***** Records

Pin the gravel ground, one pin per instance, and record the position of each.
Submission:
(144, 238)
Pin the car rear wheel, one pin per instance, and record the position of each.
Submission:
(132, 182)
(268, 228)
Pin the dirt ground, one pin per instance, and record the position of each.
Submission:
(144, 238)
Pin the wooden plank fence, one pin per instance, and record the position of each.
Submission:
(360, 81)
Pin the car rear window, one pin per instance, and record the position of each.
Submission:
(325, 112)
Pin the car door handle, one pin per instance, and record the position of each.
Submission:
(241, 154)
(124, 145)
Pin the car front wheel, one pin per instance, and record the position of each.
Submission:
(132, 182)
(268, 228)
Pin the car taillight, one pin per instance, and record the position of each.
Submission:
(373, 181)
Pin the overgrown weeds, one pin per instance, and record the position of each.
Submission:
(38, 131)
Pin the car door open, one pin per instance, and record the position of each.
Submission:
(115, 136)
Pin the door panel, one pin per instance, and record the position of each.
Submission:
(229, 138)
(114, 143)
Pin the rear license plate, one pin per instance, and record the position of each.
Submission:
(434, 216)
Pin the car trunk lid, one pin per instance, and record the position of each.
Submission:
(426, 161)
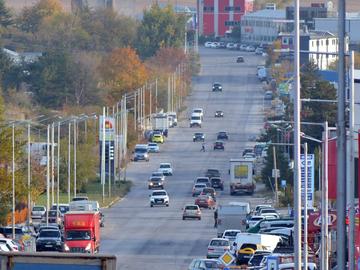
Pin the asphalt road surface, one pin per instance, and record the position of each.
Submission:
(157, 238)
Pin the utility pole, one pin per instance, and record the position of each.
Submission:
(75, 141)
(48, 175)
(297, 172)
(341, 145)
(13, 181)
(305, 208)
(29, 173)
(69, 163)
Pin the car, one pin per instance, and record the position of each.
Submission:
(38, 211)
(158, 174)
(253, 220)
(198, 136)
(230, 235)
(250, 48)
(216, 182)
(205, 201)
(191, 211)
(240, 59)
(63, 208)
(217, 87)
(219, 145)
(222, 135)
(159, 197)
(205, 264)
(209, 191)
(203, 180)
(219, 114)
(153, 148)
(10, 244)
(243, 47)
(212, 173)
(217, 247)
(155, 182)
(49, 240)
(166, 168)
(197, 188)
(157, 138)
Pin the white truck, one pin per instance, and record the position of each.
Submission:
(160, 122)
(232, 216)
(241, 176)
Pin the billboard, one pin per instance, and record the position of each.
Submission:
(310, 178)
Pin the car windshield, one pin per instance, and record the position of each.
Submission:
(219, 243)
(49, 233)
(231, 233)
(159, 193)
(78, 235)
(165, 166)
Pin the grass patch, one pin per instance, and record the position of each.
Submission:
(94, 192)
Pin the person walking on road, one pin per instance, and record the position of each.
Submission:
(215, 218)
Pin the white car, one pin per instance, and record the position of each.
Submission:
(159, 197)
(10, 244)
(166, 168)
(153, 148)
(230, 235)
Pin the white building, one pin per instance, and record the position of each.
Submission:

**********
***** Records

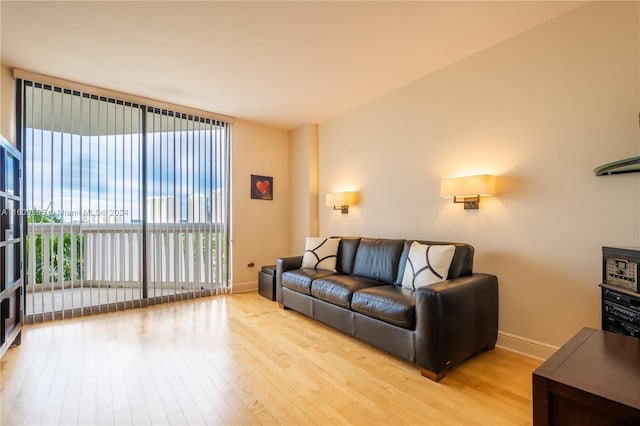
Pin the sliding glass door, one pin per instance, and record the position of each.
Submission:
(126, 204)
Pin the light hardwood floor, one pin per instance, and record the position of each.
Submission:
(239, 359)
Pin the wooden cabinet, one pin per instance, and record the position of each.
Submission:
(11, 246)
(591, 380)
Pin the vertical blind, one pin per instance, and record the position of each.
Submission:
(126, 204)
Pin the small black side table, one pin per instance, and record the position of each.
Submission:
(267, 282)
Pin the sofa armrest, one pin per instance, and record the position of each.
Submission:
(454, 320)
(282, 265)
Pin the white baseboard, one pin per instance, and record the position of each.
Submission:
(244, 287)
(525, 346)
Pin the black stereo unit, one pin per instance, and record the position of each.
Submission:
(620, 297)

**********
***** Records

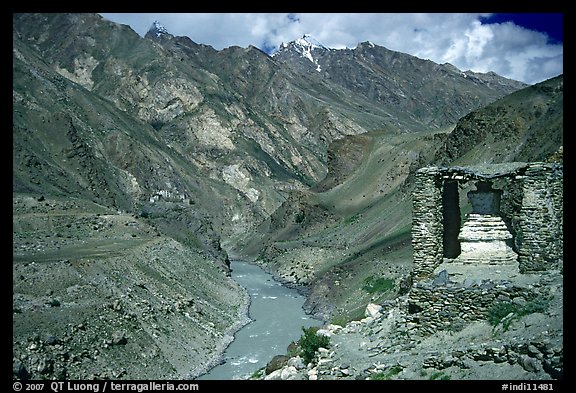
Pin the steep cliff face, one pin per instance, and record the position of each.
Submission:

**********

▶ Given instruction:
How many rows contain the string "black"? Reply with the number alone.

▶ Problem solution:
2